→ Exercise requirements
Copy out every line of the items below, reproducing each one without alteration.

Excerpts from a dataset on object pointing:
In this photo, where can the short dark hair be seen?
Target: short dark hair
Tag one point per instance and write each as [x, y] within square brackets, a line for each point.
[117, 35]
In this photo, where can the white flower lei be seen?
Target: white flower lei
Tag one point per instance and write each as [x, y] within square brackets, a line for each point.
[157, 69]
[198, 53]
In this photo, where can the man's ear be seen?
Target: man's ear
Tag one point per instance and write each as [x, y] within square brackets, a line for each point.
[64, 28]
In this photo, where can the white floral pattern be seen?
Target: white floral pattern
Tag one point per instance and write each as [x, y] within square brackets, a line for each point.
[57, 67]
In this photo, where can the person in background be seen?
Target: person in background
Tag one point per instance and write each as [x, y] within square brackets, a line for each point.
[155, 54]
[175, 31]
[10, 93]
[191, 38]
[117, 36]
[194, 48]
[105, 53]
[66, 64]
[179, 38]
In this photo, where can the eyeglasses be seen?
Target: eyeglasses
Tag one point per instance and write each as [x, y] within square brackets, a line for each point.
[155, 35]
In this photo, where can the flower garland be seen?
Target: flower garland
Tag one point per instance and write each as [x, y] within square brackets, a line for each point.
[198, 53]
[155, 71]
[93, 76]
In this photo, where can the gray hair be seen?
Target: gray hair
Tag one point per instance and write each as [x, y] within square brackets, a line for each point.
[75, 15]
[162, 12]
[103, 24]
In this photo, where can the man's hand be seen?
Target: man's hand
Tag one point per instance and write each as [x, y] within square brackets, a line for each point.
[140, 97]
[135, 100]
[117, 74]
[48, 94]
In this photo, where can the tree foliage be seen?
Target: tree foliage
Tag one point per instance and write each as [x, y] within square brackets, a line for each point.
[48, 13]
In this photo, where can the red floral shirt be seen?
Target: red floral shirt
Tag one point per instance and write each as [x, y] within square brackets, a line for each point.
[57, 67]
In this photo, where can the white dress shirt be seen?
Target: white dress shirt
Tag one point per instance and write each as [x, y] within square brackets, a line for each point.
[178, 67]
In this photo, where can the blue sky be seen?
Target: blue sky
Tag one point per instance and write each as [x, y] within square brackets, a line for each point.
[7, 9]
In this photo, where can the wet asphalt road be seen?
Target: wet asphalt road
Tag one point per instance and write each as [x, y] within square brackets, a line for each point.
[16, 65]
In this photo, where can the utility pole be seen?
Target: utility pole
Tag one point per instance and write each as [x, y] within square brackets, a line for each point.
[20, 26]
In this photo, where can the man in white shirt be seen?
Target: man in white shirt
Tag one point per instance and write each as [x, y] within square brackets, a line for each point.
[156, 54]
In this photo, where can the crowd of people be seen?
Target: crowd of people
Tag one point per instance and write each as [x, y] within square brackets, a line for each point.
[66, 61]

→ Task answer
In this photo, where can the short dark hair be seen?
Target: short dark hair
Tag one point per instance and write each as [x, y] within square brackets, a line for each point.
[117, 35]
In this photo, where can the white flower lei be seen?
Target: white flower lei
Tag one point per instance and write each as [x, y] within square brackets, a line for each point.
[157, 69]
[198, 53]
In this photo, where can the man's ear be seen?
Target: man's ear
Tag one point per instance and write each as [x, y] within square brackets, a line for each point.
[64, 28]
In this photo, where can the white floral pattern be seen?
Target: white floral pattern
Tag one point per instance and write each as [x, y] within square brackets, a line for each point.
[57, 67]
In this photo, where can the person in background be seen?
Target: person in background
Tag one point per instance and write each as [x, y] within square brackets, a line for each point.
[155, 54]
[175, 31]
[10, 93]
[191, 38]
[117, 36]
[194, 48]
[105, 53]
[66, 64]
[179, 38]
In this photo, where can the eyeglasses be seen?
Target: eyeglasses
Tag one point per instance and write each as [x, y] within square brackets, a line for each point.
[155, 35]
In this photo, where can the flower garland be seen?
Target: flower garland
Tag one point per instance and write each as [x, y] within square brackets, a line for each point.
[198, 53]
[155, 71]
[93, 76]
In this photo, where can the gray hair be seen?
Target: gray hair
Tag one point per instance and write each as [x, y] within square brackets, a line for each point.
[75, 15]
[162, 12]
[103, 24]
In this photo, where can the man's hand be seen?
Target: man's hand
Tag one point per instance and write each as [x, y] within square brackets, a line for each point.
[140, 97]
[135, 100]
[117, 74]
[48, 94]
In this photo, where can the tree foliage be seen?
Target: tree foliage
Tag one point per instance and write each as [x, y] within square brackets, a line for each point.
[48, 13]
In this photo, where can the red floral shirt be seen?
Target: red floral shirt
Tag one point per instance and write each as [x, y] within square brackets, a line for each point.
[57, 67]
In this photo, where can the white dress shirt be seen?
Target: white dress shirt
Tag one point per instance and write each as [x, y] within square brackets, a line for each point.
[178, 67]
In this photo, where can the blue sky be seen?
Target: blue sky
Tag one point per instance and write each as [x, y] within square brackets, a line for each point.
[7, 9]
In this photo, where can the wet asphalt road be seen?
Target: wet asphalt road
Tag one point per instance and write each as [x, y] within square brackets, a line for each point.
[16, 65]
In this photo, where can the utility pole be seen?
Target: utility pole
Tag one point per instance and write each as [x, y] within square brackets, a line for each point.
[20, 26]
In this photo, where can the man in white shirt be seen?
Target: man in white shirt
Tag one point per instance and write each as [x, y] within square brackets, a line for each point.
[156, 54]
In this photo, where can the crowd of people be seen?
Target: crowd of people
Tag one point per instance and write each as [x, y] within square brackets, a line for each point.
[66, 61]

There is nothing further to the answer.